EXERCISE AIM
Return every one of the following records word for word, with nothing changed.

BEGIN

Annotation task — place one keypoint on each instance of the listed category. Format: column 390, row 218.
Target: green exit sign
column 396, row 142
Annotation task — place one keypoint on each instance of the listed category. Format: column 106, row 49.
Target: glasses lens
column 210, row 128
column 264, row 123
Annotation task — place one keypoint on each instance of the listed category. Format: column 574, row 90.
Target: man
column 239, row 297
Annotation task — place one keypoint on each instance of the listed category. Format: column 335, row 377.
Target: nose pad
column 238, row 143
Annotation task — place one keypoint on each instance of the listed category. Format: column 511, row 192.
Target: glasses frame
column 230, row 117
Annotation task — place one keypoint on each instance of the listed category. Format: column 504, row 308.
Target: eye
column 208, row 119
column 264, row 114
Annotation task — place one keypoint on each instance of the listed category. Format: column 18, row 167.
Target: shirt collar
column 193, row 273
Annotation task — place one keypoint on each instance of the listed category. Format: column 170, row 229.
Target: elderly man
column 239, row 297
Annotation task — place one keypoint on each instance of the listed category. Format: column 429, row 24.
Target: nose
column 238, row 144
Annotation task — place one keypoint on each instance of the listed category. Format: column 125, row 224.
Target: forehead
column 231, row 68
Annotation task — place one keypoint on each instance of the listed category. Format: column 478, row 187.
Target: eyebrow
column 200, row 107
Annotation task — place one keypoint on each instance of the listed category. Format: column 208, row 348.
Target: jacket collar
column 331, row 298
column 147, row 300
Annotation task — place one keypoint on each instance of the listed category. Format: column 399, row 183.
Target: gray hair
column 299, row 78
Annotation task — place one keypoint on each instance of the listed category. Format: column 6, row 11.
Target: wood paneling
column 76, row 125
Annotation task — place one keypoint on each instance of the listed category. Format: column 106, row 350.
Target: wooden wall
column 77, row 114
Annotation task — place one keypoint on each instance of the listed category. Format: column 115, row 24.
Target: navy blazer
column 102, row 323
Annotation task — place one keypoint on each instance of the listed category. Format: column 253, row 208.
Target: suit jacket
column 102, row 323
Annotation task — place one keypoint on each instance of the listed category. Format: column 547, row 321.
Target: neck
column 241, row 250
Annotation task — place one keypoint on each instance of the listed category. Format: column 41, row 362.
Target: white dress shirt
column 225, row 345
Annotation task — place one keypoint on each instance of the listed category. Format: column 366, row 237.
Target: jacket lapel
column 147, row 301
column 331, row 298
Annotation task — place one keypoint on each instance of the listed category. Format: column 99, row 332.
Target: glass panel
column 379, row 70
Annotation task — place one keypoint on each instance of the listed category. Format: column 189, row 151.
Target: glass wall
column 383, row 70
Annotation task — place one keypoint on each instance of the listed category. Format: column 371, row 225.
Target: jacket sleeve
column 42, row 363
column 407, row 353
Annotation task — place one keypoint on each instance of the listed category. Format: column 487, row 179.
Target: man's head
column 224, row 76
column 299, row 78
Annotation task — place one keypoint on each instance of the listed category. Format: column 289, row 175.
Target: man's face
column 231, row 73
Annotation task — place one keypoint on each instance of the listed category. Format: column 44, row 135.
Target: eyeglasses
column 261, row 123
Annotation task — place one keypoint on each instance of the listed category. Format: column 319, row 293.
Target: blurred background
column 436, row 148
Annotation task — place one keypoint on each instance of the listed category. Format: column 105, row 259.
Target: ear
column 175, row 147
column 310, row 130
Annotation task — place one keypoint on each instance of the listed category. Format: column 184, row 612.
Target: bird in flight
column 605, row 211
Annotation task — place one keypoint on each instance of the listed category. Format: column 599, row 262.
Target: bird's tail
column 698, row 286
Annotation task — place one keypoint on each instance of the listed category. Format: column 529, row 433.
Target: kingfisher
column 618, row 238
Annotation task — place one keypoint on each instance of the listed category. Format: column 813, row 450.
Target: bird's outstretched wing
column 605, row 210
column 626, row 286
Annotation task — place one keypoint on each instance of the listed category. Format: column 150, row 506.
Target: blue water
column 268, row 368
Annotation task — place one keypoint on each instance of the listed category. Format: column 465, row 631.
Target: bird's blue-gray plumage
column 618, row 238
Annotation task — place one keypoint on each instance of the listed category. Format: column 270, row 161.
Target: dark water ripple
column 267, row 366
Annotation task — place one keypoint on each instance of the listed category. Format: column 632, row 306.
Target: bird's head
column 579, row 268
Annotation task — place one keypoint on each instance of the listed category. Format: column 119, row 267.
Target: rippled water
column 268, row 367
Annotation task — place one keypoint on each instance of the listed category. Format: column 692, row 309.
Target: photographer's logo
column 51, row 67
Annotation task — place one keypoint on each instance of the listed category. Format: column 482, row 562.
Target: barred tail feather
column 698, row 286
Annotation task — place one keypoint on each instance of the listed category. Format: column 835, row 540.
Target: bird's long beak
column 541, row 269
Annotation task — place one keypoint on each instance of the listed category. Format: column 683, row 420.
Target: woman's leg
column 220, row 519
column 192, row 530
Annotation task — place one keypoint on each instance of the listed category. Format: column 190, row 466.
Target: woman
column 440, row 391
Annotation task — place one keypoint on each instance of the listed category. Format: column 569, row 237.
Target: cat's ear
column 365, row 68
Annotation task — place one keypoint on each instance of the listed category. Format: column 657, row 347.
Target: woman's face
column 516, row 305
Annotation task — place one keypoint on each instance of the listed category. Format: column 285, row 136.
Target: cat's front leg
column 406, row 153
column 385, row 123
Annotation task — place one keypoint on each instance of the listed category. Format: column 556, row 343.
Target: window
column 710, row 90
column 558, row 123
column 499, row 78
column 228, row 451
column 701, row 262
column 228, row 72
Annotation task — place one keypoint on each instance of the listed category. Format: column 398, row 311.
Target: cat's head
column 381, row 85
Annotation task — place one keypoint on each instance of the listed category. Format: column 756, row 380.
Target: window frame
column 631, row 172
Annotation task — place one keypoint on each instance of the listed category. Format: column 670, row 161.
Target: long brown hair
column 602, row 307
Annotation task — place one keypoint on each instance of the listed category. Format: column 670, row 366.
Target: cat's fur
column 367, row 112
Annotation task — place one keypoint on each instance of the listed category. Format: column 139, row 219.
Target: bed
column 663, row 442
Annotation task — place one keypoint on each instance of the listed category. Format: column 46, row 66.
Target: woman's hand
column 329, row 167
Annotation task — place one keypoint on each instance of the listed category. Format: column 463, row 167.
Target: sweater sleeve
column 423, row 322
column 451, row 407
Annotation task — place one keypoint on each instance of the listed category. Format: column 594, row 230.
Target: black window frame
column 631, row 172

END

WRITTEN SOLUTION
Annotation task — place one keypoint on each instance of the listed category. Format: column 390, row 218.
Target: green exit sign
column 396, row 142
Annotation task — place one keypoint on each instance of the listed category. Format: column 106, row 49.
Target: glasses lens
column 210, row 128
column 264, row 123
Annotation task — place one keypoint on each instance of the listed category. Format: column 574, row 90.
Target: man
column 239, row 297
Annotation task — place one keypoint on each instance of the listed category. Format: column 335, row 377.
Target: nose pad
column 238, row 143
Annotation task — place one keypoint on each instance of the listed category. Format: column 511, row 192.
Target: glasses frame
column 230, row 117
Annotation task — place one keypoint on each instance of the listed category. Format: column 504, row 308.
Target: eye
column 208, row 119
column 264, row 114
Annotation task — place one keypoint on each instance of the listed category. Format: column 18, row 167.
Target: shirt collar
column 193, row 273
Annotation task — place one keypoint on each instance of the listed category. Format: column 170, row 229.
Target: elderly man
column 239, row 297
Annotation task — place one keypoint on each instance of the listed category. Format: column 429, row 24.
Target: nose
column 238, row 144
Annotation task — place one keypoint on each instance of the listed category. Format: column 125, row 224.
Target: forehead
column 231, row 68
Annotation task — place one keypoint on each instance of the listed category. Format: column 478, row 187.
Target: eyebrow
column 200, row 107
Annotation task — place one keypoint on each instance of the listed category. Format: column 208, row 348.
Target: jacket collar
column 331, row 298
column 147, row 300
Annotation task — place one keypoint on each instance of the listed category. Format: column 399, row 183.
Target: gray hair
column 299, row 78
Annotation task — place one keypoint on each instance of the listed category. Format: column 6, row 11.
Target: wood paneling
column 76, row 125
Annotation task — place one keypoint on each instance of the listed category. Format: column 106, row 350.
Target: wooden wall
column 77, row 114
Annotation task — place one keypoint on each instance of the listed category. Format: column 115, row 24.
Target: navy blazer
column 102, row 323
Annotation task — place one keypoint on each instance of the listed category. Format: column 253, row 208.
Target: suit jacket
column 102, row 323
Annotation task — place one keypoint on each instance of the listed category. Format: column 547, row 321.
Target: neck
column 241, row 250
Annotation task — place one keypoint on each instance of the listed category. Format: column 41, row 362.
Target: white dress shirt
column 225, row 345
Annotation task — place one keypoint on each instance of the listed category. Format: column 366, row 237.
Target: jacket lapel
column 147, row 301
column 331, row 298
Annotation task — place one keypoint on each instance of the listed category. Format: column 99, row 332.
Target: glass panel
column 379, row 70
Annotation task — place one keypoint on each instance of the listed category. Format: column 189, row 151.
Target: glass wall
column 383, row 70
Annotation task — place one keypoint on each instance of the listed category. Format: column 371, row 225.
Target: jacket sleeve
column 42, row 363
column 407, row 353
Annotation task — place one keypoint on each instance of the listed category. Format: column 487, row 179.
Target: man's head
column 224, row 76
column 299, row 78
Annotation task — place one keypoint on each instance of the listed category. Format: column 289, row 175.
Target: man's face
column 231, row 73
Annotation task — place one keypoint on each instance of the listed category. Format: column 44, row 135.
Target: eyeglasses
column 261, row 123
Annotation task — place one keypoint on each instance of the listed category. Format: column 319, row 293.
Target: blurred background
column 436, row 148
Annotation task — place one keypoint on each instance of the listed category. Format: column 105, row 259.
Target: ear
column 175, row 147
column 310, row 130
Annotation task — place one keypoint on each instance of the listed category. Format: column 184, row 612.
Target: bird in flight
column 605, row 211
Annotation task — place one keypoint on each instance of the listed category. Format: column 599, row 262.
Target: bird's tail
column 698, row 286
Annotation task — place one keypoint on each instance of the listed category. Format: column 529, row 433.
Target: kingfisher
column 618, row 238
Annotation task — place one keypoint on each instance of the listed category. Format: column 813, row 450.
Target: bird's outstretched wing
column 605, row 210
column 626, row 286
Annotation task — place one keypoint on each instance of the listed category. Format: column 150, row 506.
Target: blue water
column 268, row 368
Annotation task — place one keypoint on each instance of the listed category. Format: column 465, row 631.
Target: bird's blue-gray plumage
column 618, row 238
Annotation task — place one keypoint on each instance of the listed category. Format: column 270, row 161.
Target: dark water ripple
column 267, row 366
Annotation task — place one keypoint on each instance of the listed category. Format: column 632, row 306.
Target: bird's head
column 579, row 268
Annotation task — place one keypoint on each instance of the listed category. Format: column 119, row 267.
Target: rippled water
column 268, row 367
Annotation task — place one keypoint on each instance of the listed category. Format: column 692, row 309.
Target: photographer's logo
column 51, row 67
Annotation task — place one keypoint on each instance of the listed category. Format: column 482, row 562.
Target: barred tail feather
column 698, row 286
Annotation task — place one keypoint on each instance of the listed category. Format: column 835, row 540.
Target: bird's long beak
column 541, row 269
Annotation task — place one keypoint on each instance of the listed category. Format: column 683, row 420.
Target: woman's leg
column 220, row 519
column 192, row 530
Annotation task — place one keypoint on each instance of the listed category. Format: column 190, row 466.
Target: woman
column 440, row 391
Annotation task — place one keypoint on each instance of the listed category. Format: column 569, row 237.
Target: cat's ear
column 365, row 68
Annotation task — place one keypoint on each instance of the listed category. Format: column 657, row 347.
Target: woman's face
column 516, row 305
Annotation task — place one keypoint on each instance of the listed category. Format: column 285, row 136.
Target: cat's front leg
column 406, row 153
column 385, row 123
Annotation task — place one keypoint on each instance of the listed category. Format: column 556, row 343.
Target: window
column 710, row 90
column 558, row 123
column 499, row 78
column 228, row 451
column 701, row 262
column 228, row 72
Annotation task — place one keypoint on each instance of the listed category. Format: column 398, row 311.
Target: cat's head
column 381, row 85
Annotation task — place one keypoint on each instance of the listed category. Format: column 756, row 380.
Target: window frame
column 631, row 172
Annotation task — place one keypoint on each instance of the listed category. Format: column 670, row 161.
Target: long brown hair
column 602, row 307
Annotation task — place one keypoint on each instance of the listed category. Format: column 670, row 366.
Target: cat's fur
column 367, row 112
Annotation task — place one keypoint on each instance of the listed category. Format: column 139, row 219.
Target: bed
column 663, row 442
Annotation task — place one keypoint on each instance of the listed category. Format: column 46, row 66.
Target: woman's hand
column 329, row 167
Annotation task — place one keypoint on each instance of the listed category. Format: column 463, row 167.
Target: sweater sleeve
column 423, row 322
column 451, row 407
Annotation task — place one keypoint on each instance of the listed category. Format: column 594, row 230.
Target: black window frame
column 631, row 172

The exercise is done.